Exercise:
Lay out every line of the data below as a JSON list of strings, one string per line. Omit blank lines and leave the pictures out.

-- BEGIN Available records --

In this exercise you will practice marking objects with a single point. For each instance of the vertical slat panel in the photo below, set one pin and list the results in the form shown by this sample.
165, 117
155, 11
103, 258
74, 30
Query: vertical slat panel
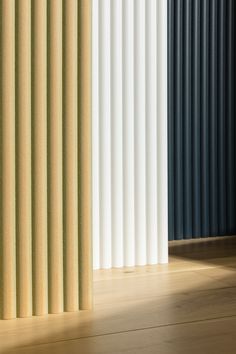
7, 170
139, 132
151, 129
23, 158
130, 93
116, 133
70, 152
84, 141
105, 133
95, 133
128, 132
39, 156
55, 200
162, 133
45, 157
205, 124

-- END Available records --

Task output:
[
  "In this exercise you will practice marking objects with a single point. For each instance of the vertical slat panel in the photo below, set one pin and list the results in the form shown by this sample.",
  "165, 117",
  "155, 11",
  "103, 258",
  "74, 30",
  "Query: vertical slat panel",
  "7, 170",
  "139, 132",
  "151, 129",
  "23, 158",
  "130, 93",
  "116, 133",
  "70, 152",
  "84, 141",
  "105, 133",
  "95, 133",
  "128, 132",
  "39, 156",
  "55, 200",
  "162, 133",
  "45, 157",
  "205, 124"
]